WHAT TO DO =
From the data below, extract every line that contains the string "tail". Matching is case-sensitive.

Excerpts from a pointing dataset
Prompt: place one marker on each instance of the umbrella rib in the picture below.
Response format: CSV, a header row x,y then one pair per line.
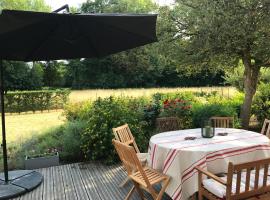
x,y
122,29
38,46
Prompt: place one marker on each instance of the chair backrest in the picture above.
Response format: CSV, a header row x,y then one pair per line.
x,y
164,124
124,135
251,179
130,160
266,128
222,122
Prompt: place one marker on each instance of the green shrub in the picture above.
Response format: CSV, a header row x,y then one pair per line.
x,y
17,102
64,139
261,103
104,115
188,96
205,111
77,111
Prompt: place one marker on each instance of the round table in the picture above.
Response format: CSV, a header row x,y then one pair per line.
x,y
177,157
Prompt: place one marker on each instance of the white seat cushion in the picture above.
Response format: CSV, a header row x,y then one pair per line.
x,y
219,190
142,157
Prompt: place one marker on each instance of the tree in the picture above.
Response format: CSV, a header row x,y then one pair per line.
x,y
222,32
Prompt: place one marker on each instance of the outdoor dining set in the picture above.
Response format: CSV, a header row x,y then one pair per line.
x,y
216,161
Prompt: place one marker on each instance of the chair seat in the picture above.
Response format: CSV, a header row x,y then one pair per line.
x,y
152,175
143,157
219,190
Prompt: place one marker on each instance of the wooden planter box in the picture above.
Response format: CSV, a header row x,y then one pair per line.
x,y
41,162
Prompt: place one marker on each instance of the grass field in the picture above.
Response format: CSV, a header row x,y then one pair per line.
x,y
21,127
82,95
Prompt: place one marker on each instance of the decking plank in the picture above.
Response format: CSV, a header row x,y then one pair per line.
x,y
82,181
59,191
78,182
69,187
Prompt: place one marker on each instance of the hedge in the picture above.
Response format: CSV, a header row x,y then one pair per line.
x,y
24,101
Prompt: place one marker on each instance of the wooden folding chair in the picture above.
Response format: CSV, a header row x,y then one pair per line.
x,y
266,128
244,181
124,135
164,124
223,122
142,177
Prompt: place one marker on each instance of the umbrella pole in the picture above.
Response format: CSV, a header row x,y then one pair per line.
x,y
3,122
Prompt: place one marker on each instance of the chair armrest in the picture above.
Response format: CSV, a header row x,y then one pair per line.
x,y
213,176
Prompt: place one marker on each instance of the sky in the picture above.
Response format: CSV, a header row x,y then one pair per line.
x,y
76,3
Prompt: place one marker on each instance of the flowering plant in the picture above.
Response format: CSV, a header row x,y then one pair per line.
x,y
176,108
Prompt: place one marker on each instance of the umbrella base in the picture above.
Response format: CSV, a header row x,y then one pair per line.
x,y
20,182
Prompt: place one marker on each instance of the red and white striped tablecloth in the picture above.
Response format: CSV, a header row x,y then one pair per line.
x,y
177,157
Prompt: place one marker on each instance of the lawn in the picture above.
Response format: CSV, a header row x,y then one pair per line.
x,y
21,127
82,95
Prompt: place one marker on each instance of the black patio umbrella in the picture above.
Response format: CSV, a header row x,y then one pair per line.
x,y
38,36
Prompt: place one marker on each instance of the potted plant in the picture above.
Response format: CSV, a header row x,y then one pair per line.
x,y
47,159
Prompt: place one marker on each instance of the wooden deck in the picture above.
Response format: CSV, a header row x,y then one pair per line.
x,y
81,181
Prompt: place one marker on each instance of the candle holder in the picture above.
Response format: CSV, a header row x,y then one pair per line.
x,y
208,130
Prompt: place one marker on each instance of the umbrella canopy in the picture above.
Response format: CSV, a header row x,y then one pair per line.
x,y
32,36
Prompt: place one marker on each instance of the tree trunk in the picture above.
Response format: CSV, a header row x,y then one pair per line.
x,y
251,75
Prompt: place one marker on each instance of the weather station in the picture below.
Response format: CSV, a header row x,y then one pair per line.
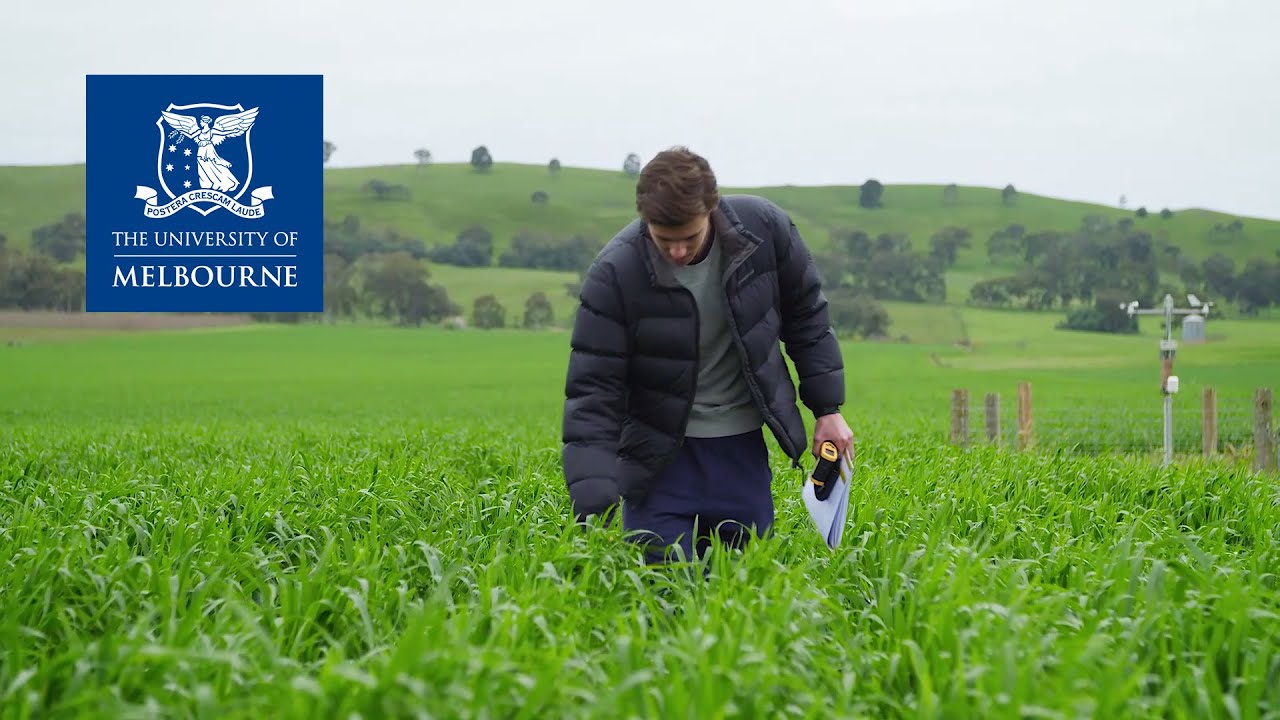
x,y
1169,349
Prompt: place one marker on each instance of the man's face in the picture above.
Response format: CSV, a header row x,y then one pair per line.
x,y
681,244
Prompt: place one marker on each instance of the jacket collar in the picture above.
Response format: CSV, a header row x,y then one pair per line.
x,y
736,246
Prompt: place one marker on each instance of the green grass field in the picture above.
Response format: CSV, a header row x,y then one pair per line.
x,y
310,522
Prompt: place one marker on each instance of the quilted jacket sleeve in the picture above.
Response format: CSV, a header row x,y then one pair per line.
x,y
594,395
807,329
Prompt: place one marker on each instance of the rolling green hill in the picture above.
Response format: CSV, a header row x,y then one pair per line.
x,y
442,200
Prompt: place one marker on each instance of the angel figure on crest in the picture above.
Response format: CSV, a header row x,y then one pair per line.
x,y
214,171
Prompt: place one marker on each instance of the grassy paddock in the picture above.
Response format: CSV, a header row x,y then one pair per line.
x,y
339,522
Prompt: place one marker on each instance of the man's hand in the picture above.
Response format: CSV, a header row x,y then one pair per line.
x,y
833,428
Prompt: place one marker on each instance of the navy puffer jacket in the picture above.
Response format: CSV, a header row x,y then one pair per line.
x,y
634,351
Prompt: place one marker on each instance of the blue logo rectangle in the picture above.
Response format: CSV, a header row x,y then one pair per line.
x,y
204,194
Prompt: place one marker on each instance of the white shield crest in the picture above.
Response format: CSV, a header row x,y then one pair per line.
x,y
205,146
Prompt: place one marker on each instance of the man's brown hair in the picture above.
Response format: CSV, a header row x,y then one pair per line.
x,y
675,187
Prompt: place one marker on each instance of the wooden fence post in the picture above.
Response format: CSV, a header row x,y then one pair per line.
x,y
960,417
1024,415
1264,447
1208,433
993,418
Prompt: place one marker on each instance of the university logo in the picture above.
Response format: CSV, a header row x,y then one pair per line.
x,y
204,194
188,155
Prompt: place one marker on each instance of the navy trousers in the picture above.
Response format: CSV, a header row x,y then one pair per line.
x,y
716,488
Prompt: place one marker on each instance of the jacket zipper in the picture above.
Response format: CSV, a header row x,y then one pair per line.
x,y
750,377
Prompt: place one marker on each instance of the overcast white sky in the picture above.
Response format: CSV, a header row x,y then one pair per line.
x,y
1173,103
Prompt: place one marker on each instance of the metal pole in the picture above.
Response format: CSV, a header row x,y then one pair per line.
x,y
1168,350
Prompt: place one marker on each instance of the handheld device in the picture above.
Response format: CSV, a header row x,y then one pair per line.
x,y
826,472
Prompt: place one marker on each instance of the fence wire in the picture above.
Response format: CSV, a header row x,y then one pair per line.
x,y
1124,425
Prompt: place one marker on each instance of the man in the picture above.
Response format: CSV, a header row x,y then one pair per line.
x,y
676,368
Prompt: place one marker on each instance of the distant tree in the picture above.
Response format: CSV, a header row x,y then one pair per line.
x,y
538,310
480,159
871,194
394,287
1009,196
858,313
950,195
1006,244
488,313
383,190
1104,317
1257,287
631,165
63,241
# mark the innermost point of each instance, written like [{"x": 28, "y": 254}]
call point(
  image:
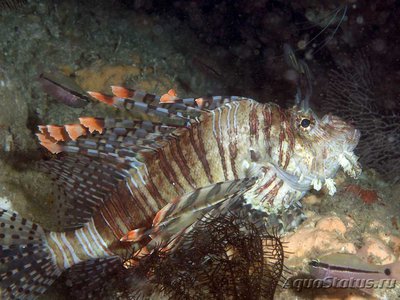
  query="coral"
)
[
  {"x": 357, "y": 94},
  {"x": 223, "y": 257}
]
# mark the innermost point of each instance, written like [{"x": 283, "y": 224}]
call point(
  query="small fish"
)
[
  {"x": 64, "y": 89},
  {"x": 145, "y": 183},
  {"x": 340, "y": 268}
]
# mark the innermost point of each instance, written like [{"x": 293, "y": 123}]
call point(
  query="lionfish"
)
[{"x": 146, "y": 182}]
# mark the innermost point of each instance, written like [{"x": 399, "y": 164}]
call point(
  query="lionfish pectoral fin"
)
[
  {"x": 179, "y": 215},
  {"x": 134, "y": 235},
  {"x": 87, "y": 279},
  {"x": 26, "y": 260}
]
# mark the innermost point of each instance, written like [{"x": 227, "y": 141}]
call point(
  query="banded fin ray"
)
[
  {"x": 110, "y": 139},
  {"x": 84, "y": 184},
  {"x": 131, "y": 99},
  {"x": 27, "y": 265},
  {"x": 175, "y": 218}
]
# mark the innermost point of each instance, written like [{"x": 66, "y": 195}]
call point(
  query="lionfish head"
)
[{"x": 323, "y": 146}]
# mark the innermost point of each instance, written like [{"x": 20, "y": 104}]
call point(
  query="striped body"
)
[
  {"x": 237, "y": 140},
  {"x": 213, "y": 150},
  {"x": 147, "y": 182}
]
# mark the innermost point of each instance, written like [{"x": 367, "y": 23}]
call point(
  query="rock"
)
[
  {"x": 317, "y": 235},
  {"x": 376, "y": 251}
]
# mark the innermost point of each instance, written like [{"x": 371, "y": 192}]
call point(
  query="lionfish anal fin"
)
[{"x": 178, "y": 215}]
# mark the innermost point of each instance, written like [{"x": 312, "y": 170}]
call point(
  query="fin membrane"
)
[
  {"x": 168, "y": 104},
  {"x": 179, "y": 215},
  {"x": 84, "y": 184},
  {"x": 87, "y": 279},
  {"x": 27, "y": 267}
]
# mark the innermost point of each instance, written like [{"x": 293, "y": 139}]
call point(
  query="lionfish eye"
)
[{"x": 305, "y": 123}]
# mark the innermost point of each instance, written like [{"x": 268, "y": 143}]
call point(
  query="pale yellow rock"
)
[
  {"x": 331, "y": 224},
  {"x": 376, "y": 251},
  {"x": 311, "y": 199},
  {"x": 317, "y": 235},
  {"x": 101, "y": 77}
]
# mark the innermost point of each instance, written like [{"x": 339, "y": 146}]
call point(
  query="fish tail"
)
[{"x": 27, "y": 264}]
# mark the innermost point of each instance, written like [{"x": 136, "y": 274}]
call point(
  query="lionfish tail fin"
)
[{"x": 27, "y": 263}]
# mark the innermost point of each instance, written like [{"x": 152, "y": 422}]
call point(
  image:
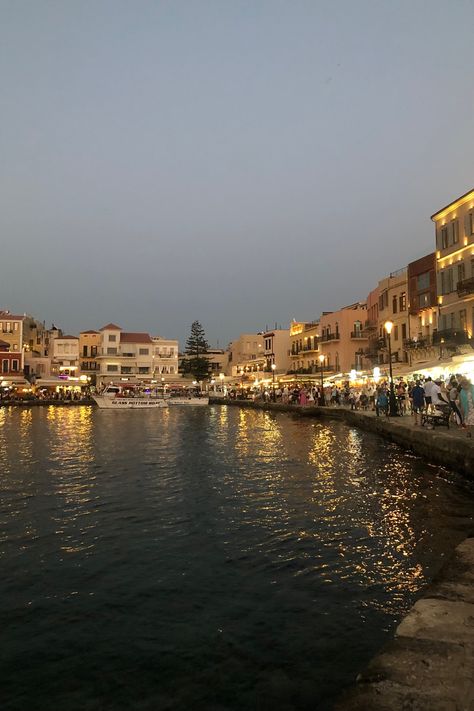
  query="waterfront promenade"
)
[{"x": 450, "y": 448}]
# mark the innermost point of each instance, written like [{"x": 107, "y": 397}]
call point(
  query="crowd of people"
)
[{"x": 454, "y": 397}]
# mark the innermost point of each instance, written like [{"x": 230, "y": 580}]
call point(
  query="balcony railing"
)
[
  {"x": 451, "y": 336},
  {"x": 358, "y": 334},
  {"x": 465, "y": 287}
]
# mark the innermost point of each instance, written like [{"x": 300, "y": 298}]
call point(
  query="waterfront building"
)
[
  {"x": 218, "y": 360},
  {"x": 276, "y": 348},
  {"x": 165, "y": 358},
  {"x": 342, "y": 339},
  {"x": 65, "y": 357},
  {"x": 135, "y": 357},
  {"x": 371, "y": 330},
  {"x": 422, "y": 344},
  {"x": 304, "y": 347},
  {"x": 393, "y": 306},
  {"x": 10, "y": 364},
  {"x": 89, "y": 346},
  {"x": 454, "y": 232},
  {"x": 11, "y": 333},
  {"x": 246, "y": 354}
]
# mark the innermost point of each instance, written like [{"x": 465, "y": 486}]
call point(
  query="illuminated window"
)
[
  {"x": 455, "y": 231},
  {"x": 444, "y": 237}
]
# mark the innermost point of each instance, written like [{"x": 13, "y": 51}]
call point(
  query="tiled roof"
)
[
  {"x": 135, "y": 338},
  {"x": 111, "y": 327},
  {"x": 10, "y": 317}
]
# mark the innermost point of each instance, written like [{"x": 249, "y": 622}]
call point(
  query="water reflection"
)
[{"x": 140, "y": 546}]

FINISHED TASK =
  query="fish tail"
  query="lionfish tail fin"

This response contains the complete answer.